* Task brief *
Please answer from the text on mergers and acquisitions: what do companies tend to do that destroys shareholder value?

June 20, 2008
Relying on mergers and acquisitions for growth sends a signal that you don't know how to innovate or how to manage it. M&A has other problems, too. Companies tend to overpay which actually destroys shareholder value. At best, firms end up paying full value, neither better or worse off financially. The firm grows in size, not value, and pays in the form of distraction. What if you could use the tools and processes of innovation in mergers and acquisitions? How could it help? Would you select acquisition targets better? Could it help understand the valuation better so you get a better deal? Might it help you implement better? I believe innovation techniques could be applied to all three. Here is one example: targeting - deciding who to buy.

* Information *
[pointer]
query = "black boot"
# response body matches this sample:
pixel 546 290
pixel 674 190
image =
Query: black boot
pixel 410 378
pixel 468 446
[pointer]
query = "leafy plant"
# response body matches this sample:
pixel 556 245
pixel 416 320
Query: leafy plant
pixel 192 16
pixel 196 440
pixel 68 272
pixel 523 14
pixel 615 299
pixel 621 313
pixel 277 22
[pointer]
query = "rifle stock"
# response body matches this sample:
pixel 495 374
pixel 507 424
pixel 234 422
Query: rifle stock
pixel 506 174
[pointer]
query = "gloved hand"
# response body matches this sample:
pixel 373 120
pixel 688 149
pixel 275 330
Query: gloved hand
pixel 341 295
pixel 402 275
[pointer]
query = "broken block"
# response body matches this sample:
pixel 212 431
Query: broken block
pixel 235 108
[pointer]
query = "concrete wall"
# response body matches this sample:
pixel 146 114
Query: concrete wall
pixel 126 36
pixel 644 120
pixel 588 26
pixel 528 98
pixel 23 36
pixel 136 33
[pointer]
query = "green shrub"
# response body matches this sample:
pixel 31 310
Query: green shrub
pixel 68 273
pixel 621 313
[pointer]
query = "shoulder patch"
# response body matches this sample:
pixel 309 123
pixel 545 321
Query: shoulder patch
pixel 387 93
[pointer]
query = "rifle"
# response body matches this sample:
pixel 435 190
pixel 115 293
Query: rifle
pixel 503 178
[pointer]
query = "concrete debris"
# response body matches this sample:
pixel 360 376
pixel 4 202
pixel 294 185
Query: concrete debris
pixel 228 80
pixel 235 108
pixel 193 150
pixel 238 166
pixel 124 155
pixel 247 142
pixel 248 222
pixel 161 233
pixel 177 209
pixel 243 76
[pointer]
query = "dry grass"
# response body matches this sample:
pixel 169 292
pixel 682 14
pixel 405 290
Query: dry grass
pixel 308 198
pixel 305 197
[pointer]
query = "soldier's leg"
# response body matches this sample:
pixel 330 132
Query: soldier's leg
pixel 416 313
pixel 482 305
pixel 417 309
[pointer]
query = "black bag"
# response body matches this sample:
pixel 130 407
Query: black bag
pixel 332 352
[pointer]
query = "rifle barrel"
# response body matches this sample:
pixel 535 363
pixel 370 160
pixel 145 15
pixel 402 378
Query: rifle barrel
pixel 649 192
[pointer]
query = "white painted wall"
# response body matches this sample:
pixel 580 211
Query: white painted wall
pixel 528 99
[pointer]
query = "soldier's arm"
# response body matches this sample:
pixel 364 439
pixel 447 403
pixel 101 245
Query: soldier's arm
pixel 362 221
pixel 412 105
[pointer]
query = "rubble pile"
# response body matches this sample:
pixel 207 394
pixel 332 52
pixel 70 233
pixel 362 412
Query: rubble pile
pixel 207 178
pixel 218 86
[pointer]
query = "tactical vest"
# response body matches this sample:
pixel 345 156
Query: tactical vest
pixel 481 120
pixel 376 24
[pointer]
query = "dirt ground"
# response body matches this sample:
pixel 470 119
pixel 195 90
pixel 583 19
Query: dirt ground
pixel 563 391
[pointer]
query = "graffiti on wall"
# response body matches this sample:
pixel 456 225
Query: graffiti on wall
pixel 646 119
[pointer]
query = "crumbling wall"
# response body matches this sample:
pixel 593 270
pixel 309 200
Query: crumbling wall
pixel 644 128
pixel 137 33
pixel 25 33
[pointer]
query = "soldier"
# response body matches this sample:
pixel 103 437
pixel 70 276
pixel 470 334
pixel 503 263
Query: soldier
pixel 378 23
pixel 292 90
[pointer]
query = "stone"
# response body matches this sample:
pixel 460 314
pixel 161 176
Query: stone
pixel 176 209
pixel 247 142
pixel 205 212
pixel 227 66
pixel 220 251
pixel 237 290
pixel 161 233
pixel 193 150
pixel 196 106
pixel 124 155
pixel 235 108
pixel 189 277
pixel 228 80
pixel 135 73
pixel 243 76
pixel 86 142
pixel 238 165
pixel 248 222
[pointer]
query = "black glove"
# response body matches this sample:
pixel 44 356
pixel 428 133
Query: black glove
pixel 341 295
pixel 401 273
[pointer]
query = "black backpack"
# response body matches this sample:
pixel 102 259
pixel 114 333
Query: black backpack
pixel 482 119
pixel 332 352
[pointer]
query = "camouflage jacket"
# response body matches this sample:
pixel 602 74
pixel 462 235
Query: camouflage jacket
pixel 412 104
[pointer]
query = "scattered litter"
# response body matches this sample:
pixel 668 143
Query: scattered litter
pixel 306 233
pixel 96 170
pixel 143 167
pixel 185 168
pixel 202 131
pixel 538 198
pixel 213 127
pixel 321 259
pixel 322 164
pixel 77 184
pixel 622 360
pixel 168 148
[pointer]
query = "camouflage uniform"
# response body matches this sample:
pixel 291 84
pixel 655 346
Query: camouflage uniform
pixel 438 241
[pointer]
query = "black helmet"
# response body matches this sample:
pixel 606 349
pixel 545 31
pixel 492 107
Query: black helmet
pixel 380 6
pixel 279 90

* Result for this exercise *
They tend to overpay.